Transcreva o excerto sobre Joseph-Ignace Guillotin desde "Joseph-Ignace Guillotin. Até" até "25 de Abril.", inclusive.

— Excerto do documento —
---*---
Joseph-Ignace Guillotin. Até para cortar pescoços é preciso higiene

Não, Guillotin não morreu guilhotinado (foi outro) e não, não foi ele que inventou a guilhotina. Mas foi, sem dúvida, o homem que a pôs a funcionar como máquina oficial para decepar cabeças em França. Curiosamente, o primeiro a ficar com o pescoço cortado por esse método, perdeu a cabeça no dia 25 de Abril.

Se vos disserem que Joseph-Ignace Guillotin morreu guilhotinado na própria máquina que inventou, não acreditem. É um boato, por acaso muito bem caçado, mas que envolve outro Guillotin, colega médico, de primeiro nome igualmente Joseph, mas natural de Lyon. A História também é feita de erros repetidos até à exaustão, não tenham dúvidas disso. Neste caso concreto seria de uma ironia esmagadora, mas o Guillotin de que aqui falo morreu na cama e não no cadafalso. Por outro lado, se vos disserem que Joseph-Ignace Guillotin inventou a guilhotina, franzam o sobrolho e desconfiem. É que também não é verdade. Quem, de facto desenhou e construiu o aparelho foi uma dupla bastante improvável formada pelo cirurgião e fisiologista francês Antoine Louis e pelo engenheiro alemão Johann Tobias Schmidt. Aí sim, com todo o propósito, a primeira guilhotina chamou-se, de facto, louisette, mas isto foi antes de Joseph-Ignace se ter metido ao barulho com a sua aversão por execuções barulhentas e espalhafatosas. Além do mais era um fanático pela higiene e ficou ainda mais fanático depois da sua experiência profissional na Universidade de Medicina de Paris onde concluiu o curso e para onde foi, mais tarde, nomeado professor.
---*---
— Dados —
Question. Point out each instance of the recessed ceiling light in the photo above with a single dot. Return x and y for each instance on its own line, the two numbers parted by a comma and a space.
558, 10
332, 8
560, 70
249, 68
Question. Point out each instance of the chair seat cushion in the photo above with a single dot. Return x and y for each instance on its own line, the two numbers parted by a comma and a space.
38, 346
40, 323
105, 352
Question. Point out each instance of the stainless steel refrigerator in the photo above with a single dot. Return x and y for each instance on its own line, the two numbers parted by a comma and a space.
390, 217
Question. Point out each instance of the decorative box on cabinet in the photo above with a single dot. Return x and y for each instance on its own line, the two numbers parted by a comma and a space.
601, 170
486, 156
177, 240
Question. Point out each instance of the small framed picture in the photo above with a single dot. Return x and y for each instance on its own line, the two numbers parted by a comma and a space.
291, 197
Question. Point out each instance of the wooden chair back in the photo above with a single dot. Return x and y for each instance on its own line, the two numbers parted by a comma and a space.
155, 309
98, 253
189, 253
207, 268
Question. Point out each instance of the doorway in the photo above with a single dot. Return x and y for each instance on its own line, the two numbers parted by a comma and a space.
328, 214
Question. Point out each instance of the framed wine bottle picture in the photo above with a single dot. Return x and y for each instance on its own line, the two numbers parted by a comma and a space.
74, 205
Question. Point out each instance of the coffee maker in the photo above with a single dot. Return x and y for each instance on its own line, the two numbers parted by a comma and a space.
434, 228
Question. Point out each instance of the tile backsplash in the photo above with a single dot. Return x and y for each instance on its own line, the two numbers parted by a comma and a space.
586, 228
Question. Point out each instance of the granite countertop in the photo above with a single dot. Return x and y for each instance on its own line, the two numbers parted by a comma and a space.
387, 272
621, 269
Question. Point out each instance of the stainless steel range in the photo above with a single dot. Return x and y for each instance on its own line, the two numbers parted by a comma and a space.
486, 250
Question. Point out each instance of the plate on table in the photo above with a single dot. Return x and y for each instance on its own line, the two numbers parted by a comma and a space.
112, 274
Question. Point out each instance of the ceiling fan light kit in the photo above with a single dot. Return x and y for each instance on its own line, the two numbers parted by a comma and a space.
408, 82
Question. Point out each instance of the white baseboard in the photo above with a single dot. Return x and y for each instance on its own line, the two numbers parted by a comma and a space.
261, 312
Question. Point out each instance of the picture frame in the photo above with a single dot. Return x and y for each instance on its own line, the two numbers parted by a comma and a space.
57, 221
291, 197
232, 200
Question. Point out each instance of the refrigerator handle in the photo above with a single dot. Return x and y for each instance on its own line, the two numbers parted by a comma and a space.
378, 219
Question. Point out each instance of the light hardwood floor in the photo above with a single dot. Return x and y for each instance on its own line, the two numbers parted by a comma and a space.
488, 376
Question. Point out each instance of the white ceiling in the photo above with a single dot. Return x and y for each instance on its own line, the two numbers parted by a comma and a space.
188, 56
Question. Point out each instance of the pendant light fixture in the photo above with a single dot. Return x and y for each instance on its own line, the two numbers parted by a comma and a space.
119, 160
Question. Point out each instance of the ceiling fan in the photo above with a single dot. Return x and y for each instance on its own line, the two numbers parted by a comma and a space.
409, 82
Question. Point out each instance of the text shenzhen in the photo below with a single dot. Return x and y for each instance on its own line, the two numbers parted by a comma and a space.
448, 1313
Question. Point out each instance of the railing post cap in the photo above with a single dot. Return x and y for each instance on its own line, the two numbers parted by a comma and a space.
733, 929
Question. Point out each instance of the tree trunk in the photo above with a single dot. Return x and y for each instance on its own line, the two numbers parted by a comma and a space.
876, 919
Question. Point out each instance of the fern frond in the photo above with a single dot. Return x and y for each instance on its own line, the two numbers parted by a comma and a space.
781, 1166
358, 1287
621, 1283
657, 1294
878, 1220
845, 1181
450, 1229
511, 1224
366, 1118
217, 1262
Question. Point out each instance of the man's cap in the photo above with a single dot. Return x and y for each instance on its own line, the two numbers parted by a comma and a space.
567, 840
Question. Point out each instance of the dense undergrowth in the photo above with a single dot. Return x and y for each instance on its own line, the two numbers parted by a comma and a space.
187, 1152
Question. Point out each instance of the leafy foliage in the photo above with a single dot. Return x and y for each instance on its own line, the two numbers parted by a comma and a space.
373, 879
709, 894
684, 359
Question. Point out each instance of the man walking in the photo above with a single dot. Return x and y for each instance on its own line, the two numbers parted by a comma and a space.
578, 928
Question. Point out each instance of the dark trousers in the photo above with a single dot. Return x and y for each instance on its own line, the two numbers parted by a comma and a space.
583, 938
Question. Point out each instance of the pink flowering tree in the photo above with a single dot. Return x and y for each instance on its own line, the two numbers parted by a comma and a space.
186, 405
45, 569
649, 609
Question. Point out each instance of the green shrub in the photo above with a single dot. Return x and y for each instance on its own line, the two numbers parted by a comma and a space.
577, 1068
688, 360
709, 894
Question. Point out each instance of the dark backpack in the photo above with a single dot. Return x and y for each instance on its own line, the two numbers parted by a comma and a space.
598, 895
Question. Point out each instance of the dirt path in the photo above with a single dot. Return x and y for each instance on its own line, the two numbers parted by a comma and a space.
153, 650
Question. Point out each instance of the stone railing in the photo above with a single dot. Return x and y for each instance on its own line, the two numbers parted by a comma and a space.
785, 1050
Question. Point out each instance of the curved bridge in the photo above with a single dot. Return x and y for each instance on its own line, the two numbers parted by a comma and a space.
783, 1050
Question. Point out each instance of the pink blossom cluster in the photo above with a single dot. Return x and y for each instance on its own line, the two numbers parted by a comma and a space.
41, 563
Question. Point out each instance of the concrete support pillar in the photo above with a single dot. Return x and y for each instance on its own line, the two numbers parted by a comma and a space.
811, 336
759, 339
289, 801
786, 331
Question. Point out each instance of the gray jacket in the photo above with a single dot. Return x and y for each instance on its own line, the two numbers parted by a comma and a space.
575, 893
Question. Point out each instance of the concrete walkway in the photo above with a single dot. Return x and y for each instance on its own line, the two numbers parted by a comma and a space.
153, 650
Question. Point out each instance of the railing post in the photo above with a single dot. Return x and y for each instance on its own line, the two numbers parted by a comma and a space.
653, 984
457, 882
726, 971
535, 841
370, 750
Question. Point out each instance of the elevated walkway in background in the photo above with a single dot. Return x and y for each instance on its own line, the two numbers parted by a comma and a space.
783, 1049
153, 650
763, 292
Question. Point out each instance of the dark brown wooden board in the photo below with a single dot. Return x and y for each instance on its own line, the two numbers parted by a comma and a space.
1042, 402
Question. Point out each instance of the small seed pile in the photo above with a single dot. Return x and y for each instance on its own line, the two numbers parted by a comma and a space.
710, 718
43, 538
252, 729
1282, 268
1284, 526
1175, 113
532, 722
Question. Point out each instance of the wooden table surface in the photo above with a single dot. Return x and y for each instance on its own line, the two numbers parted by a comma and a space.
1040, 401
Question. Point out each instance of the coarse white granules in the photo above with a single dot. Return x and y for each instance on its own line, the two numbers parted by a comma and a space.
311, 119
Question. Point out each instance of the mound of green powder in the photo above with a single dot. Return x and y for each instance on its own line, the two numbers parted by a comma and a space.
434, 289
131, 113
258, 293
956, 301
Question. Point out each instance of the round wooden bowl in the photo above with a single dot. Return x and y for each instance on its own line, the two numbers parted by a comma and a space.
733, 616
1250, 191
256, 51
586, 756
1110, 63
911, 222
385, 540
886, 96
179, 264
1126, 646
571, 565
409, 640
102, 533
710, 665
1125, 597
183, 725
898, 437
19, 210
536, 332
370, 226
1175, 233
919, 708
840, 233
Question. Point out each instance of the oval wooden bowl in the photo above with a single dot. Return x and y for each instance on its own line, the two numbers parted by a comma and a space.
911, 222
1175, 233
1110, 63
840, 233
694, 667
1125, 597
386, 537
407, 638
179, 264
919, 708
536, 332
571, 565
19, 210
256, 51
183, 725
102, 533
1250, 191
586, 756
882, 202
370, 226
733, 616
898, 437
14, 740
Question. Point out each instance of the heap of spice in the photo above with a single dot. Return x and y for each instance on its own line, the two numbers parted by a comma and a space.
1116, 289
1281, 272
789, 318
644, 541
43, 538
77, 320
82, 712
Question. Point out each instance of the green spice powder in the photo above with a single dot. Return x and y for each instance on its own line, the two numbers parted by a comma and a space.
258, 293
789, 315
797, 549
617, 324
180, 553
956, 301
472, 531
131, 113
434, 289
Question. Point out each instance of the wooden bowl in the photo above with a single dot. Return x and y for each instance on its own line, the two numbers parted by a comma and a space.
---*---
— Resolução —
Joseph-Ignace Guillotin. Até para cortar pescoços é preciso higiene

Não, Guillotin não morreu guilhotinado (foi outro) e não, não foi ele que inventou a guilhotina. Mas foi, sem dúvida, o homem que a pôs a funcionar como máquina oficial para decepar cabeças em França. Curiosamente, o primeiro a ficar com o pescoço cortado por esse método, perdeu a cabeça no dia 25 de Abril.